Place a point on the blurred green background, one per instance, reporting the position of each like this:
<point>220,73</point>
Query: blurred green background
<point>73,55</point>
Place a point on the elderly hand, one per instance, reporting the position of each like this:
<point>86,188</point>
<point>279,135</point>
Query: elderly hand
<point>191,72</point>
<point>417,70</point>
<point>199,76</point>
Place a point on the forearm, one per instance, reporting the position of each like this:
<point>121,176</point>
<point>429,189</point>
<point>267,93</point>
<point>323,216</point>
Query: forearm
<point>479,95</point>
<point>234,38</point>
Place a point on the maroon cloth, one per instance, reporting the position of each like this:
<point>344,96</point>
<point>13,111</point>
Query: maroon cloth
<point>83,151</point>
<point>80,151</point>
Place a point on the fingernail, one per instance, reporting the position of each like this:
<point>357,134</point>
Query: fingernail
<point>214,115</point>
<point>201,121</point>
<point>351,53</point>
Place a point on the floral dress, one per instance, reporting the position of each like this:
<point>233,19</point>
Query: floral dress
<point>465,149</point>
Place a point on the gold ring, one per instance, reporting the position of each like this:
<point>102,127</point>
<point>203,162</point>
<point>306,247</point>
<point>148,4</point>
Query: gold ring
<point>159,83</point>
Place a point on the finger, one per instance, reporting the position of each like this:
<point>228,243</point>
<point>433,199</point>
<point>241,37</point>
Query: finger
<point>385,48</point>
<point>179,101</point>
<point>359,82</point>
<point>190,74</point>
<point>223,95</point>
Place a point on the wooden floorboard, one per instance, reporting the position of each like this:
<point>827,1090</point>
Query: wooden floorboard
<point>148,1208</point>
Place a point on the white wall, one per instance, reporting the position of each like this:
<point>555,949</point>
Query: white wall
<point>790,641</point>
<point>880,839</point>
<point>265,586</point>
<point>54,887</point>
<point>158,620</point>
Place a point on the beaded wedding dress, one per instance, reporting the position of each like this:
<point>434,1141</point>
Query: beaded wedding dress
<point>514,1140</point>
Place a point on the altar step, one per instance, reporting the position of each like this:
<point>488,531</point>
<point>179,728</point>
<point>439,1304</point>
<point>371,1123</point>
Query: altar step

******

◆ **Task description**
Once more, write out the records above, exactly as they stand.

◆ **Answer below**
Place a point on the blurred green background, one per instance, reporting the position of each like this:
<point>220,73</point>
Query: blurred green background
<point>73,55</point>
Place a point on the elderly hand, one per instance, reporting the position of each like this:
<point>86,188</point>
<point>279,135</point>
Query: elderly hand
<point>191,72</point>
<point>417,70</point>
<point>199,76</point>
Place a point on the forearm, one per instance, reporting the position of each like this:
<point>121,176</point>
<point>429,189</point>
<point>267,93</point>
<point>323,216</point>
Query: forearm
<point>479,95</point>
<point>234,38</point>
Place a point on the maroon cloth, one per instance, reporting the position of each like this:
<point>344,96</point>
<point>13,111</point>
Query: maroon cloth
<point>83,151</point>
<point>80,151</point>
Place a point on the fingernail, one per instance, reporting the position of each like this:
<point>357,134</point>
Query: fingernail
<point>214,115</point>
<point>201,121</point>
<point>351,53</point>
Place a point on the floral dress, one per instance, reporting the position of each like this:
<point>233,19</point>
Query: floral dress
<point>465,149</point>
Place a point on the gold ring, one per instance, reporting the position of each like this:
<point>102,127</point>
<point>203,162</point>
<point>306,247</point>
<point>148,4</point>
Query: gold ring
<point>159,83</point>
Place a point on the finger, one per instance, reporting the position of each like this:
<point>228,243</point>
<point>433,199</point>
<point>241,37</point>
Query: finger
<point>385,48</point>
<point>179,101</point>
<point>359,82</point>
<point>190,74</point>
<point>223,95</point>
Place a point on the wooden floorboard, one per instance, reporting the position of each like this:
<point>827,1090</point>
Query: wooden floorboard
<point>148,1208</point>
Place a point on the white wall, one per instance, reporting the position of each like this:
<point>555,949</point>
Query: white wall
<point>790,641</point>
<point>880,839</point>
<point>265,586</point>
<point>54,887</point>
<point>158,620</point>
Place a point on the beaded wedding dress, one per instance, reporting the position of each like this:
<point>434,1141</point>
Query: beaded wedding dress
<point>514,1140</point>
Place a point on the altar step, one per instance, reporting the position of each like this:
<point>488,531</point>
<point>179,728</point>
<point>439,1304</point>
<point>371,1123</point>
Query: altar step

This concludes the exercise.